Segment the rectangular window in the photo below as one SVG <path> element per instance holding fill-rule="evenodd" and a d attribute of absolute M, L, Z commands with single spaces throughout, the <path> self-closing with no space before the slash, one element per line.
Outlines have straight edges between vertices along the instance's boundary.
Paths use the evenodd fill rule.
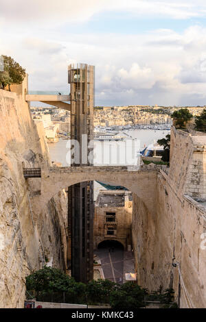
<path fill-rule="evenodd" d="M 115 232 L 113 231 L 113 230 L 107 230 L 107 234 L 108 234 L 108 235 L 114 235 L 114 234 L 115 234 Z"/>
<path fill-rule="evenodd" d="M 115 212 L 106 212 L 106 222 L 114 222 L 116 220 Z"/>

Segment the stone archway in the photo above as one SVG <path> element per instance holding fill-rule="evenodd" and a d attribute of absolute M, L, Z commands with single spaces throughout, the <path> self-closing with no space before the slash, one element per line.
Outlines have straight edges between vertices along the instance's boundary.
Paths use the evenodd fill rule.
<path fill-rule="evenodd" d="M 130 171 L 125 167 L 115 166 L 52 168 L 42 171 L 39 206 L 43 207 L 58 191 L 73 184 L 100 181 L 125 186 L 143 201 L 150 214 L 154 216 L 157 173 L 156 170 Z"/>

::::::::::

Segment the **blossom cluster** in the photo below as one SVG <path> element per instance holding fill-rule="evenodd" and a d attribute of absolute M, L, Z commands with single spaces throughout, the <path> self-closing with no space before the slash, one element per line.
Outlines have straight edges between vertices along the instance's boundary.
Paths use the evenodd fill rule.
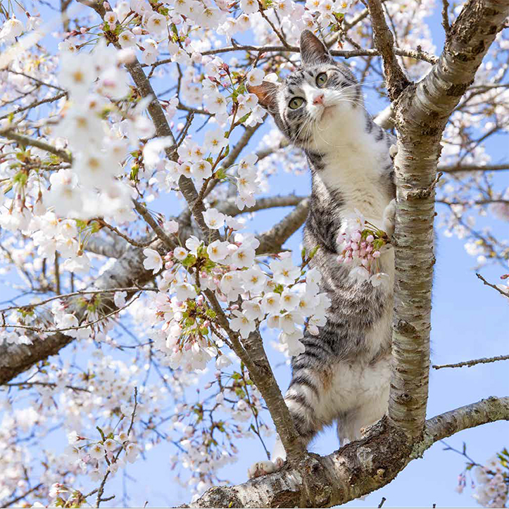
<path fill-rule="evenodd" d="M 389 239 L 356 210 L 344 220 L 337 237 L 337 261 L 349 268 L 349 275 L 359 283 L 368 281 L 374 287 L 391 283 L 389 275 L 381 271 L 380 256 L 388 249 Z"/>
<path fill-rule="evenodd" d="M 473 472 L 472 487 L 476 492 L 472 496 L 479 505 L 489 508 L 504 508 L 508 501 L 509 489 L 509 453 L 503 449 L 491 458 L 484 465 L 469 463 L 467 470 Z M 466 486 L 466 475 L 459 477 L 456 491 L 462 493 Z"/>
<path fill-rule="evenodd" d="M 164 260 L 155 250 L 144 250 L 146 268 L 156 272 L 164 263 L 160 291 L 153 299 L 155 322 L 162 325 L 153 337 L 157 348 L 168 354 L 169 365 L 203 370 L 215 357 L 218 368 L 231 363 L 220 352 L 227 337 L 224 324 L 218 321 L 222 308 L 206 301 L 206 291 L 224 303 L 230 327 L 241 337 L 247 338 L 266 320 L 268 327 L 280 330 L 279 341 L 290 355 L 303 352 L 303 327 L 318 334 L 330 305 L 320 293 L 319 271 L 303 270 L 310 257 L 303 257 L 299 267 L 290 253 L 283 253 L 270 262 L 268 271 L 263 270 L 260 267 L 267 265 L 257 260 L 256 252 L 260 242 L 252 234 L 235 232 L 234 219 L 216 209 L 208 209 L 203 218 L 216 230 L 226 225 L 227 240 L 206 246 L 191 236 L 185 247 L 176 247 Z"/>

::::::::::

*Directions for this task*: Starting with the line with "Segment the **blossom" and going on through the line with "473 472 L 472", recast those lines as a Markdown table with the columns Row and Line, numbering each line in Row. Leave out blank lines and the pictures.

*Problem solution*:
| Row | Line |
|---|---|
| 1 | Segment the **blossom cluster** in the photo below as one SVG <path> element per instance holding fill-rule="evenodd" and a d attribute of absolute M, L, Z commands with single spaces throughout, the <path> self-closing with no space before the slash, one element per line. |
| 2 | Outlines have straight edges between vertices along the instance's boundary. |
| 3 | Paths use the evenodd fill rule. |
| 4 | <path fill-rule="evenodd" d="M 389 239 L 356 210 L 344 220 L 337 237 L 337 261 L 349 268 L 349 275 L 359 283 L 368 281 L 374 287 L 391 283 L 389 275 L 381 271 L 380 256 L 388 249 Z"/> |
| 5 | <path fill-rule="evenodd" d="M 473 472 L 472 487 L 476 492 L 472 496 L 479 505 L 489 508 L 504 508 L 508 501 L 509 489 L 509 453 L 503 449 L 491 458 L 484 465 L 469 463 L 467 470 Z M 466 486 L 466 475 L 459 477 L 456 491 L 462 493 Z"/> |